------ 练习材料 ------
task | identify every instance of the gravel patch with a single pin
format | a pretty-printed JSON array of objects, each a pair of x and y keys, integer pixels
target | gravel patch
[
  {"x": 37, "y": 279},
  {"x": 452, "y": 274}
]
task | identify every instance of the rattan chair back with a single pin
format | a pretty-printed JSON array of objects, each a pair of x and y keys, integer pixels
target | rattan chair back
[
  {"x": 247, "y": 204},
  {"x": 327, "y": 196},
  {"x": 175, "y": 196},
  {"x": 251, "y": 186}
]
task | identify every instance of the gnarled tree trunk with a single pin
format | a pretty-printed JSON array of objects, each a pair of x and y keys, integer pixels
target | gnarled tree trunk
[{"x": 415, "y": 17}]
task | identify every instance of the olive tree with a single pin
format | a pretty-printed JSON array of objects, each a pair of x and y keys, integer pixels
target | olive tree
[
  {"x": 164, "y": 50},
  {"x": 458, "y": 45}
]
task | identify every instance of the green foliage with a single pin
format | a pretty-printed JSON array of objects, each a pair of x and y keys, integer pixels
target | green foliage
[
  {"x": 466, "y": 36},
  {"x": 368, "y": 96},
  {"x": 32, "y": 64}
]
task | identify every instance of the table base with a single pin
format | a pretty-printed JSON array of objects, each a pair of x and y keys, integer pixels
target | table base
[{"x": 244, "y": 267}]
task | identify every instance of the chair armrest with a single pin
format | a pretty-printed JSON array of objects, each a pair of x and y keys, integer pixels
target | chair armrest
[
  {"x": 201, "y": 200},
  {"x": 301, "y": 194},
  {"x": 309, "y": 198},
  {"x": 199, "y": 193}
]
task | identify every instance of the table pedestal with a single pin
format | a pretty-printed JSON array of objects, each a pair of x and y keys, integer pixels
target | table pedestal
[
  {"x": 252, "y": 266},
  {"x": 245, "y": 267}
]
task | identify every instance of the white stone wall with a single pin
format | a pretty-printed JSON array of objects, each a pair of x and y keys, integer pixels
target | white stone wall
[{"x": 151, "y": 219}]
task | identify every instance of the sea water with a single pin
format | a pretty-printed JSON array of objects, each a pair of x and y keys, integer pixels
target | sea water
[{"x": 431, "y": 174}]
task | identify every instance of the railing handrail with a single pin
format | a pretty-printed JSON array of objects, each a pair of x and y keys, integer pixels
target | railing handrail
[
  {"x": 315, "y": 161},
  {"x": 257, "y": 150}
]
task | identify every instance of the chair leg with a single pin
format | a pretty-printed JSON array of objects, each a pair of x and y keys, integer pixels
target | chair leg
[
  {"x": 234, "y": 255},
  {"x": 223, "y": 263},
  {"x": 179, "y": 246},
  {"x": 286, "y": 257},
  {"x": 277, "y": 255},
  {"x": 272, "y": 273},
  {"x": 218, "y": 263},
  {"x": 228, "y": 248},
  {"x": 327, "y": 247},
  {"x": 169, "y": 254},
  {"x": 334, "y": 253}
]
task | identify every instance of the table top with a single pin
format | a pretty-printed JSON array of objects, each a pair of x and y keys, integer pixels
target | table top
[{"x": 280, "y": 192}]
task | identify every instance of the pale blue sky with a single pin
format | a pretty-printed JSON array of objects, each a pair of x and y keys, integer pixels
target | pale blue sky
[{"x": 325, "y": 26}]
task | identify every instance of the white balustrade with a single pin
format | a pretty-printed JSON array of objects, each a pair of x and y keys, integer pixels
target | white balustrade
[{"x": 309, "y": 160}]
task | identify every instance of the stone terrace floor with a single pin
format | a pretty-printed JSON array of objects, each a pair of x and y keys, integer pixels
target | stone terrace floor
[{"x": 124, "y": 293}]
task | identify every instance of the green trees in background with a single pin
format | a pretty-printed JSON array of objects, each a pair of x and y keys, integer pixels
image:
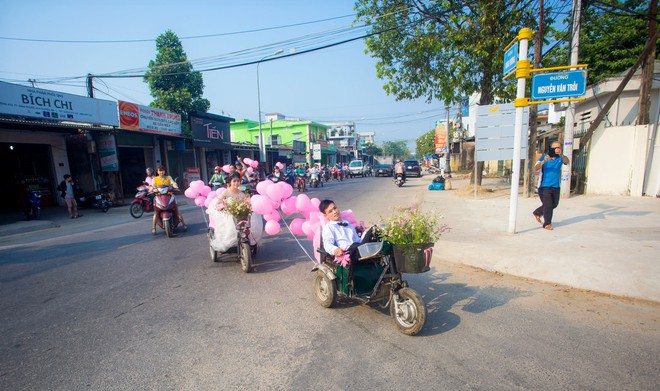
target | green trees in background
[{"x": 172, "y": 82}]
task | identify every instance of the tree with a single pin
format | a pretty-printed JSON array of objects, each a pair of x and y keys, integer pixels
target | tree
[
  {"x": 443, "y": 50},
  {"x": 426, "y": 143},
  {"x": 612, "y": 35},
  {"x": 397, "y": 149},
  {"x": 372, "y": 149},
  {"x": 172, "y": 81}
]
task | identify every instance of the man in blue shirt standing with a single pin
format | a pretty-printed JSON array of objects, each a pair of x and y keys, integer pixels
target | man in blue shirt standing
[{"x": 550, "y": 166}]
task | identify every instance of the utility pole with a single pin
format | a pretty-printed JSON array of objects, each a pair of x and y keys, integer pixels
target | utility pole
[
  {"x": 528, "y": 183},
  {"x": 90, "y": 85},
  {"x": 570, "y": 112},
  {"x": 647, "y": 70}
]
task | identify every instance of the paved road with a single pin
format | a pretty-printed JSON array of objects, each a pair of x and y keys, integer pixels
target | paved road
[{"x": 116, "y": 308}]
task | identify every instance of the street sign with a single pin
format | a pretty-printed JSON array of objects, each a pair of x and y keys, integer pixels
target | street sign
[
  {"x": 510, "y": 59},
  {"x": 555, "y": 85}
]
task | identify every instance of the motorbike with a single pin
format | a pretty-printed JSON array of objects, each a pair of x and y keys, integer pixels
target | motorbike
[
  {"x": 143, "y": 202},
  {"x": 375, "y": 278},
  {"x": 245, "y": 249},
  {"x": 96, "y": 199},
  {"x": 301, "y": 183},
  {"x": 399, "y": 180},
  {"x": 314, "y": 180},
  {"x": 167, "y": 216},
  {"x": 33, "y": 207}
]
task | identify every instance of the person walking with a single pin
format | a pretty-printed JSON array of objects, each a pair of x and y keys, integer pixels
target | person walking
[
  {"x": 549, "y": 191},
  {"x": 66, "y": 188}
]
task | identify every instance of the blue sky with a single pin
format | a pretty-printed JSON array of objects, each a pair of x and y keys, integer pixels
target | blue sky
[{"x": 333, "y": 84}]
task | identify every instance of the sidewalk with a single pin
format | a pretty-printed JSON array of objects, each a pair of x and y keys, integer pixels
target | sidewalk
[{"x": 608, "y": 244}]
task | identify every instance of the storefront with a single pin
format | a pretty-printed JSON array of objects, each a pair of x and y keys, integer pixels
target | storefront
[{"x": 36, "y": 129}]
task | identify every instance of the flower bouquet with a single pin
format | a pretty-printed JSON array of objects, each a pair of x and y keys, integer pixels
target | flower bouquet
[
  {"x": 240, "y": 210},
  {"x": 413, "y": 234}
]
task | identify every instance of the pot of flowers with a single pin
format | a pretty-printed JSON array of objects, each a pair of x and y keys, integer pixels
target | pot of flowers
[{"x": 413, "y": 233}]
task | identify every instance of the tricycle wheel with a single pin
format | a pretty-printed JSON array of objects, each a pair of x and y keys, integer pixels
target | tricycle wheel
[
  {"x": 409, "y": 311},
  {"x": 214, "y": 254},
  {"x": 245, "y": 256},
  {"x": 325, "y": 289}
]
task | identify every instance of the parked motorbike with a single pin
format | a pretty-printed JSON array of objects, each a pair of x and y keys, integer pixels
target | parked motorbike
[
  {"x": 376, "y": 278},
  {"x": 167, "y": 216},
  {"x": 399, "y": 180},
  {"x": 143, "y": 202},
  {"x": 33, "y": 207},
  {"x": 96, "y": 199}
]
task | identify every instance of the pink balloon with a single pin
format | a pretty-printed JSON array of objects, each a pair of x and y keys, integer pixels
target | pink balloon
[
  {"x": 275, "y": 216},
  {"x": 272, "y": 227},
  {"x": 289, "y": 206},
  {"x": 205, "y": 191},
  {"x": 275, "y": 192},
  {"x": 296, "y": 226},
  {"x": 303, "y": 203},
  {"x": 261, "y": 204},
  {"x": 190, "y": 193},
  {"x": 287, "y": 190},
  {"x": 263, "y": 186}
]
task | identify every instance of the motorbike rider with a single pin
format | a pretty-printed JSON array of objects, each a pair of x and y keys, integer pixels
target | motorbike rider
[
  {"x": 399, "y": 168},
  {"x": 276, "y": 175},
  {"x": 217, "y": 179},
  {"x": 165, "y": 180}
]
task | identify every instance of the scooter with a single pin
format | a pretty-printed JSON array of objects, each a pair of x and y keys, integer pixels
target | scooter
[
  {"x": 143, "y": 202},
  {"x": 167, "y": 212},
  {"x": 376, "y": 278},
  {"x": 399, "y": 180},
  {"x": 33, "y": 207}
]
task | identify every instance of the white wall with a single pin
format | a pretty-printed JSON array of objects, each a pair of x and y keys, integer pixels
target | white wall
[{"x": 616, "y": 160}]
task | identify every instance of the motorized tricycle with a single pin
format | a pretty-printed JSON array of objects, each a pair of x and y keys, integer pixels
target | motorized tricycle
[
  {"x": 246, "y": 247},
  {"x": 376, "y": 278}
]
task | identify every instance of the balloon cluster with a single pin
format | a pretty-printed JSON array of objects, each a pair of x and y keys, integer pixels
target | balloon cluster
[{"x": 271, "y": 197}]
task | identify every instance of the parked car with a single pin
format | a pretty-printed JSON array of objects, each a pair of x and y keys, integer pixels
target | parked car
[
  {"x": 356, "y": 167},
  {"x": 383, "y": 169},
  {"x": 412, "y": 167}
]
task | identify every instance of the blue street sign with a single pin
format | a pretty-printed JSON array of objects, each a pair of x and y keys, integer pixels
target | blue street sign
[
  {"x": 510, "y": 59},
  {"x": 556, "y": 85}
]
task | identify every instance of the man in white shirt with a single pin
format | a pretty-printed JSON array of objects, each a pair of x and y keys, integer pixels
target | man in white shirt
[{"x": 339, "y": 235}]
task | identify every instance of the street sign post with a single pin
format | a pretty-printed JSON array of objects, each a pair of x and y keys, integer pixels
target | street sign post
[
  {"x": 554, "y": 85},
  {"x": 510, "y": 59}
]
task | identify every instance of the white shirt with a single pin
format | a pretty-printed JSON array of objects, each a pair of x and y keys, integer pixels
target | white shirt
[{"x": 340, "y": 236}]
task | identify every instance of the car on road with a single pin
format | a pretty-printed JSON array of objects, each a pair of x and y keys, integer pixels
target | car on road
[
  {"x": 412, "y": 167},
  {"x": 383, "y": 169},
  {"x": 356, "y": 167}
]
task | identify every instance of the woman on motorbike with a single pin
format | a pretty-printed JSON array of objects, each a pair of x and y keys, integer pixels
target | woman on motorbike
[{"x": 165, "y": 180}]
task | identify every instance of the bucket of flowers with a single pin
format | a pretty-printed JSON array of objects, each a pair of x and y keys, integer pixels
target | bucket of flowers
[{"x": 412, "y": 233}]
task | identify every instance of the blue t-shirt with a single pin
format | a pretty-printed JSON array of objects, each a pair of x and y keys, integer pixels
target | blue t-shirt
[{"x": 551, "y": 172}]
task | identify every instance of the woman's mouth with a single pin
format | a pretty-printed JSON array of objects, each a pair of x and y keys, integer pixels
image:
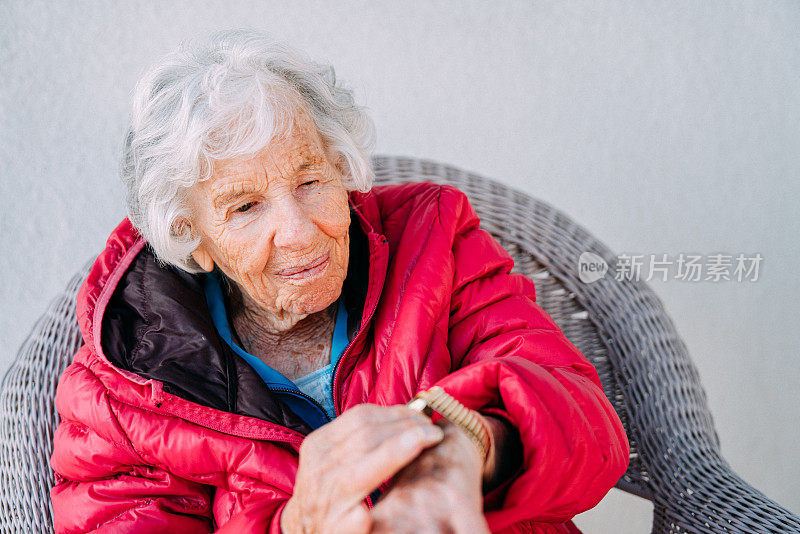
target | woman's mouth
[{"x": 309, "y": 270}]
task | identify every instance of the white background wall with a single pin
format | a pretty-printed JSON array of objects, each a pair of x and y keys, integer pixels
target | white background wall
[{"x": 663, "y": 127}]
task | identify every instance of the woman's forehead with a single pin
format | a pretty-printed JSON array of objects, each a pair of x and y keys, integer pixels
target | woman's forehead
[{"x": 285, "y": 155}]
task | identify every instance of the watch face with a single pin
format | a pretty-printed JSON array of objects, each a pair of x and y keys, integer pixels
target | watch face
[{"x": 417, "y": 404}]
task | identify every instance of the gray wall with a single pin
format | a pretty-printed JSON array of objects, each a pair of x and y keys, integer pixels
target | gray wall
[{"x": 663, "y": 127}]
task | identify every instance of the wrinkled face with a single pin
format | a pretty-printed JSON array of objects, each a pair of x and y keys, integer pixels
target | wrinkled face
[{"x": 276, "y": 223}]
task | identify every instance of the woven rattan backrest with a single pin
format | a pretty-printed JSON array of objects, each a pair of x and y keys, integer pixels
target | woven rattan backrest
[
  {"x": 623, "y": 329},
  {"x": 620, "y": 326},
  {"x": 28, "y": 414}
]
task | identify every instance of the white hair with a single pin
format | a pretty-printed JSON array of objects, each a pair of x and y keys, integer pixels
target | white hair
[{"x": 219, "y": 97}]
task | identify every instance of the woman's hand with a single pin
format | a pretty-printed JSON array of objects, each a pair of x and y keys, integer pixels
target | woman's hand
[
  {"x": 438, "y": 492},
  {"x": 345, "y": 460}
]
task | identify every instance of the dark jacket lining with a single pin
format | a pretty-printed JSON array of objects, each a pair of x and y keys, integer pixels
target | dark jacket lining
[{"x": 157, "y": 325}]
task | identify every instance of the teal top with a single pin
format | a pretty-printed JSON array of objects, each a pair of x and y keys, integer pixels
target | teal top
[{"x": 310, "y": 396}]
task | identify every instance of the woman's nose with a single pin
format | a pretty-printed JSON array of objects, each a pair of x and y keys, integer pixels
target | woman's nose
[{"x": 294, "y": 229}]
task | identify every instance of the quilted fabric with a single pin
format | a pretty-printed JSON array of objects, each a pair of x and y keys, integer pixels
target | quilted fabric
[{"x": 134, "y": 453}]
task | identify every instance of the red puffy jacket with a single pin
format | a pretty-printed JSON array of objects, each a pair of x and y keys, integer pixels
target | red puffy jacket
[{"x": 164, "y": 429}]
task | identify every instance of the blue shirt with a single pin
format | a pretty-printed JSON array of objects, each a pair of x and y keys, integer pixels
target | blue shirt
[{"x": 310, "y": 396}]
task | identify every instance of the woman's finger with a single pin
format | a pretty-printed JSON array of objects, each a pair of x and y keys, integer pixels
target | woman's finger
[{"x": 376, "y": 465}]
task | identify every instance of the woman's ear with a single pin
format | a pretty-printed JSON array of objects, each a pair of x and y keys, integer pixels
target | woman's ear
[
  {"x": 183, "y": 227},
  {"x": 203, "y": 259}
]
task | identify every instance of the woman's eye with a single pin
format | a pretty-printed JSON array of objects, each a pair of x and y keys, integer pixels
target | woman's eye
[{"x": 244, "y": 207}]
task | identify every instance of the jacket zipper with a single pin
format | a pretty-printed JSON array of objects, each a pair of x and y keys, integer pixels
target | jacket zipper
[
  {"x": 299, "y": 393},
  {"x": 364, "y": 322}
]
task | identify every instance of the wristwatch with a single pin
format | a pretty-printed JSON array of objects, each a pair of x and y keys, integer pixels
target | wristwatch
[{"x": 438, "y": 400}]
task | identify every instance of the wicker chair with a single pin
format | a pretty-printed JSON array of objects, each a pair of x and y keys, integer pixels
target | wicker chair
[{"x": 621, "y": 326}]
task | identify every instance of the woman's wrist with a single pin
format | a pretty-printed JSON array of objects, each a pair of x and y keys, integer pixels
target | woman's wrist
[{"x": 505, "y": 452}]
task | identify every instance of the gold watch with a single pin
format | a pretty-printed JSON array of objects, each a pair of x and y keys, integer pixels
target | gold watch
[{"x": 438, "y": 400}]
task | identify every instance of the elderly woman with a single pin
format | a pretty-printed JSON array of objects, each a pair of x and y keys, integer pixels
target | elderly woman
[{"x": 255, "y": 329}]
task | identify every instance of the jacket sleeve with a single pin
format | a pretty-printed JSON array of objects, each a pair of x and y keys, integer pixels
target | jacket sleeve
[{"x": 511, "y": 360}]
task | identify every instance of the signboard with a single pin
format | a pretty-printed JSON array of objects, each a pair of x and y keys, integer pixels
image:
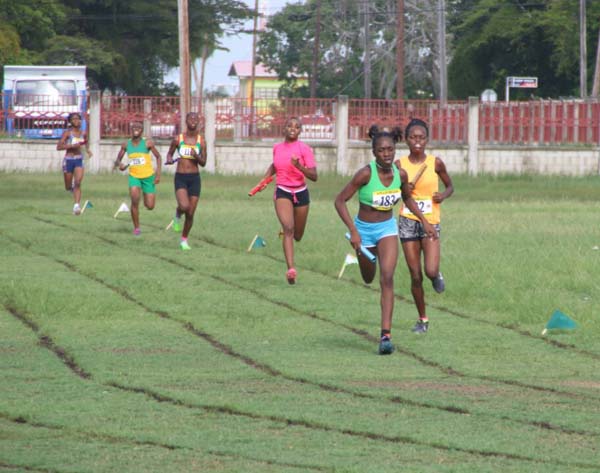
------
• [题目]: 请把上面条目里含有字符串“pedestal”的每一行都筛出来，逐行照抄。大小写要一致才算。

• [参考答案]:
task | identify every instance of the table pedestal with a single pin
target | table pedestal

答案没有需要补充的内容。